= Requirement =
Rewrite only the part of the records that opens with the line containing "bare deciduous tree." and closes with the line containing "top-left (146, 149), bottom-right (262, 170)". Change "porch roof" to "porch awning" and keep every other word the same.
──────── Source data ────────
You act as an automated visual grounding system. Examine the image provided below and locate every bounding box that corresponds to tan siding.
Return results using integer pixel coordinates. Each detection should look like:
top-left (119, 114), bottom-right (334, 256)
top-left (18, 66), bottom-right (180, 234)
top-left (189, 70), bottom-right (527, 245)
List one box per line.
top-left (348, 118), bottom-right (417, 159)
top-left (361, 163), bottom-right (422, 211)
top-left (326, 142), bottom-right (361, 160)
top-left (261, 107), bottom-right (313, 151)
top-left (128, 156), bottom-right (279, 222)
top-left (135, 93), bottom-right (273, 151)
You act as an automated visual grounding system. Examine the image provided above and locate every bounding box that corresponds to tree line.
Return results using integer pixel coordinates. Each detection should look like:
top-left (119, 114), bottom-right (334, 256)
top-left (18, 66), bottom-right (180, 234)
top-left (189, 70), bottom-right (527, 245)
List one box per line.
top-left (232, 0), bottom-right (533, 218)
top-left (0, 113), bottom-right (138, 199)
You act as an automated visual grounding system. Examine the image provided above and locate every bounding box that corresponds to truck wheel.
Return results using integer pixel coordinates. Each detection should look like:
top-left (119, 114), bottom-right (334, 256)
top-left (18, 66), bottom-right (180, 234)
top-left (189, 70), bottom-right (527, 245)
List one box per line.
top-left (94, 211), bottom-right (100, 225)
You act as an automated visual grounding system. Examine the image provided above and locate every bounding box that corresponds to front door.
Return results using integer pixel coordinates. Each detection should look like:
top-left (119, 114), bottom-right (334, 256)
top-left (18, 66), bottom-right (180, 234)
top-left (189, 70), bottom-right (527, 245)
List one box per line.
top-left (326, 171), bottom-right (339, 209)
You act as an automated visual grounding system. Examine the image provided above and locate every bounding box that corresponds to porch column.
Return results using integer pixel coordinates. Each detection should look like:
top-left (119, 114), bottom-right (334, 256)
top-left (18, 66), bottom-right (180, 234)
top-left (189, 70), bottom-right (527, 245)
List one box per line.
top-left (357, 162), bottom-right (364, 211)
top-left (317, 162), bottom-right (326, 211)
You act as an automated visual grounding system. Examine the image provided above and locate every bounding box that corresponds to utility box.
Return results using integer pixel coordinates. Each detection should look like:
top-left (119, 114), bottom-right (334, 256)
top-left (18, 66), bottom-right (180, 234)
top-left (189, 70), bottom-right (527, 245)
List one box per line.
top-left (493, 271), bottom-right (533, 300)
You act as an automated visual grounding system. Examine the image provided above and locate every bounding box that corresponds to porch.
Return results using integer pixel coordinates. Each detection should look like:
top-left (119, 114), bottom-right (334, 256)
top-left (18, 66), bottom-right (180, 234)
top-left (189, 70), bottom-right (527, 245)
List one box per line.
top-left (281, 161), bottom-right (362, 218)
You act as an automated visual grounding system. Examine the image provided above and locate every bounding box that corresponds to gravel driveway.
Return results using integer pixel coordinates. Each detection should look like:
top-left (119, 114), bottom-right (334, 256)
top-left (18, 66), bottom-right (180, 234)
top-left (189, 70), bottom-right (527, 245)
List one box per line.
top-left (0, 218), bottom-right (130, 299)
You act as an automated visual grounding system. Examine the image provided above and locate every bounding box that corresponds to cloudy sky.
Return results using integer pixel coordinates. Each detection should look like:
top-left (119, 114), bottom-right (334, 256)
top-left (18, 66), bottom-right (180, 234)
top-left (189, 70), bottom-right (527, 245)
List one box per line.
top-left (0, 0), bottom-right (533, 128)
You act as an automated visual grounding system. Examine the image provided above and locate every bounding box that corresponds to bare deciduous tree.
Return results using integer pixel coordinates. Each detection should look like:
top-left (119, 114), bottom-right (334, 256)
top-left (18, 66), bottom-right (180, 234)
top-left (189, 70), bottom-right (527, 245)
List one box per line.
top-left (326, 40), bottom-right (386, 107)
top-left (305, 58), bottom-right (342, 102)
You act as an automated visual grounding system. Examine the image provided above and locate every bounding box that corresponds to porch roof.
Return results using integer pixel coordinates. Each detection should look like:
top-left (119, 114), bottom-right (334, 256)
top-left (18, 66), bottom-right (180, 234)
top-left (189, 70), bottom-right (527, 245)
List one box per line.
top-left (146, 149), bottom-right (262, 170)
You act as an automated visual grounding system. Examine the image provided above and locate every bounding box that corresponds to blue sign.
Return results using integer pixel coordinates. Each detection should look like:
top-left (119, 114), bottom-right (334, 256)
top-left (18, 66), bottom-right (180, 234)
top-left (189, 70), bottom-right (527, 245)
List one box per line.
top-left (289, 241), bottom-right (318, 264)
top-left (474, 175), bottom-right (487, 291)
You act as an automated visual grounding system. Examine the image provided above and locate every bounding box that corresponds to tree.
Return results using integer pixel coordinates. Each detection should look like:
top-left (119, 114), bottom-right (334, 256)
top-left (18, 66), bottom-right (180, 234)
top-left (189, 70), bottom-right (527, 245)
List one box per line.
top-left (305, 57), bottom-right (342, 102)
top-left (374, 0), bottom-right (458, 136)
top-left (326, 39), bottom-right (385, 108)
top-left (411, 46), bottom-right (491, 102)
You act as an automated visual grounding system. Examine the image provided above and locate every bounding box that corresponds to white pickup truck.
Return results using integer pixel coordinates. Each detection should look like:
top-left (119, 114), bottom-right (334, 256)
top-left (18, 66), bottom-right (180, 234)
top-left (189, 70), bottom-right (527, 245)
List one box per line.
────────
= Complete response =
You act as an automated visual grounding system. Examine the image provided above and locate every bounding box that corresponds to bare deciduous tree.
Return results using integer pixel coordinates. Each detection should look like:
top-left (119, 114), bottom-right (334, 256)
top-left (18, 66), bottom-right (180, 234)
top-left (189, 70), bottom-right (527, 245)
List one box per line.
top-left (326, 40), bottom-right (386, 107)
top-left (305, 58), bottom-right (342, 102)
You act as an automated visual grounding system. Examine the image provided above and locate every bounding box that corresponds to porch awning.
Return results using integer pixel coordinates. Each detection should look like:
top-left (119, 114), bottom-right (334, 256)
top-left (18, 66), bottom-right (180, 234)
top-left (189, 70), bottom-right (527, 245)
List one box per line.
top-left (146, 149), bottom-right (262, 170)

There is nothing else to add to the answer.